START RECORD EXTRACTS

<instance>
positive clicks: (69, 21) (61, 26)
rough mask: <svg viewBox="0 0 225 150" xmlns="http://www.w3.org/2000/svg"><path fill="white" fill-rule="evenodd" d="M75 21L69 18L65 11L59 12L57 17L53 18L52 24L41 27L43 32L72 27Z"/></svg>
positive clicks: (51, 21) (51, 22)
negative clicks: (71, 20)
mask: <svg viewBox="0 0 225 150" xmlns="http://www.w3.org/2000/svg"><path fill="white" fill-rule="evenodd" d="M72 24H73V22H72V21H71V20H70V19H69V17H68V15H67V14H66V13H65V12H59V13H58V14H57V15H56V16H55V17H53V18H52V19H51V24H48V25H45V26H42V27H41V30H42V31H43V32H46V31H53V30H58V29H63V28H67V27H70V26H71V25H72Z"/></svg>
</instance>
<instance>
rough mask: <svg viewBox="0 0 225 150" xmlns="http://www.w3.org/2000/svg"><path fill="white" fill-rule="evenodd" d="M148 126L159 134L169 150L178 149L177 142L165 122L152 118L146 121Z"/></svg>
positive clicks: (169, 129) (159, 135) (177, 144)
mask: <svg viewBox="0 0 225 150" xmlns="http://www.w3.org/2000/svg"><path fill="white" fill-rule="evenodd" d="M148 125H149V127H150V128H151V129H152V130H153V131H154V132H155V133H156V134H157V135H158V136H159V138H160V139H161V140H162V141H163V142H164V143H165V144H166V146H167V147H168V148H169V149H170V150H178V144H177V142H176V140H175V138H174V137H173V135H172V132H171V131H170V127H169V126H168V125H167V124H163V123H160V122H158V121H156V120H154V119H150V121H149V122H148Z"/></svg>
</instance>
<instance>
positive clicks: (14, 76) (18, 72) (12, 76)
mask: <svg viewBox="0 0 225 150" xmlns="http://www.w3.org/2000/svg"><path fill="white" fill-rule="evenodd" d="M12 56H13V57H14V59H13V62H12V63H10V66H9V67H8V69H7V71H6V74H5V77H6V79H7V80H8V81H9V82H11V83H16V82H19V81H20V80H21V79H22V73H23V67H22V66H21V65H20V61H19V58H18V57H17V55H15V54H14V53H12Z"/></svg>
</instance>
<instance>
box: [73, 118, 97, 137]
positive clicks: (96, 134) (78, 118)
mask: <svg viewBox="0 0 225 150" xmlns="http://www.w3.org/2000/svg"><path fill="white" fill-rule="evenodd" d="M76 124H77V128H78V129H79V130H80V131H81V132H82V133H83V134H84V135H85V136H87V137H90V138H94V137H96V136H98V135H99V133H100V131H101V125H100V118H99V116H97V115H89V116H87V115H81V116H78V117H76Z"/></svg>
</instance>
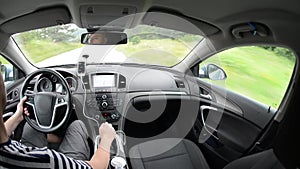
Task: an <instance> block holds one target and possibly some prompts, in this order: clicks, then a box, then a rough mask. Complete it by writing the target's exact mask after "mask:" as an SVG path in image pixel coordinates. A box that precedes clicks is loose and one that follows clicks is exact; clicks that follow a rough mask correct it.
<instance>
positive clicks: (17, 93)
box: [12, 89, 19, 98]
mask: <svg viewBox="0 0 300 169" xmlns="http://www.w3.org/2000/svg"><path fill="white" fill-rule="evenodd" d="M12 95H13V98H17V97H19V90H18V89H15V90H14V91H13V93H12Z"/></svg>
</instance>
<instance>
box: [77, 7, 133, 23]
mask: <svg viewBox="0 0 300 169" xmlns="http://www.w3.org/2000/svg"><path fill="white" fill-rule="evenodd" d="M136 11H137V8H136V7H132V6H119V5H83V6H81V7H80V15H81V24H82V27H85V28H89V29H98V28H101V27H105V28H108V29H109V28H111V29H124V28H130V27H131V24H132V21H133V19H134V15H132V14H135V13H136ZM119 18H122V19H121V20H118V22H112V21H115V20H117V19H119Z"/></svg>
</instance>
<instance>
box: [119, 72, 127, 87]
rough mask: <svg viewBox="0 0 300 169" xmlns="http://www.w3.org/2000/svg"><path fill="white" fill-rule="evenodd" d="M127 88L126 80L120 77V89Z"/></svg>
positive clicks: (119, 83) (119, 77)
mask: <svg viewBox="0 0 300 169" xmlns="http://www.w3.org/2000/svg"><path fill="white" fill-rule="evenodd" d="M125 87H126V78H125V77H124V76H122V75H119V88H125Z"/></svg>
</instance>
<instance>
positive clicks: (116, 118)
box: [96, 93, 121, 122]
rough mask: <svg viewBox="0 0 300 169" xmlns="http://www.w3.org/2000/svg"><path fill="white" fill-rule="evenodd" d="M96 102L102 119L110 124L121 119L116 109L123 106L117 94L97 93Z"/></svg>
mask: <svg viewBox="0 0 300 169" xmlns="http://www.w3.org/2000/svg"><path fill="white" fill-rule="evenodd" d="M96 101H97V105H98V108H99V110H100V112H101V115H102V117H103V118H104V119H105V120H106V121H108V122H115V121H118V120H119V119H120V117H121V115H120V113H119V112H118V111H117V109H116V107H118V106H120V105H121V100H120V99H117V97H116V94H115V93H96Z"/></svg>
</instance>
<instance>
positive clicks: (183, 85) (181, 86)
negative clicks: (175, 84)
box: [175, 80, 185, 88]
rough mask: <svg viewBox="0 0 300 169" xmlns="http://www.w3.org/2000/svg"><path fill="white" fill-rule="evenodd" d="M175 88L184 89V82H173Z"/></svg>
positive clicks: (182, 81)
mask: <svg viewBox="0 0 300 169" xmlns="http://www.w3.org/2000/svg"><path fill="white" fill-rule="evenodd" d="M175 83H176V86H177V87H178V88H185V85H184V82H183V81H181V80H175Z"/></svg>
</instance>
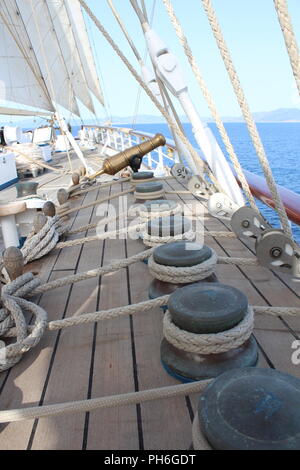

END RECORD EXTRACTS

Return exactly the lines from the beginning of the data above through the one containing "126L159 134L169 150L178", please. Include both end lines and add nothing else.

<instance>
positive clicks: (69, 21) (61, 26)
rough mask: <svg viewBox="0 0 225 150" xmlns="http://www.w3.org/2000/svg"><path fill="white" fill-rule="evenodd" d="M75 21L69 18L65 11L59 12L57 17L53 18L52 24L41 27L43 32L72 27Z"/></svg>
positive clicks: (51, 21) (51, 22)
negative clicks: (71, 20)
mask: <svg viewBox="0 0 225 150" xmlns="http://www.w3.org/2000/svg"><path fill="white" fill-rule="evenodd" d="M72 24H73V22H72V21H71V20H70V19H69V17H68V15H67V14H66V13H65V12H59V13H58V14H57V15H56V16H55V17H53V18H52V19H51V24H48V25H45V26H42V27H41V30H42V31H43V32H46V31H53V30H58V29H63V28H67V27H70V26H71V25H72Z"/></svg>
</instance>
<instance>
rough mask: <svg viewBox="0 0 225 150" xmlns="http://www.w3.org/2000/svg"><path fill="white" fill-rule="evenodd" d="M148 126L159 134L169 150L178 149L177 142L165 122L152 118L146 121Z"/></svg>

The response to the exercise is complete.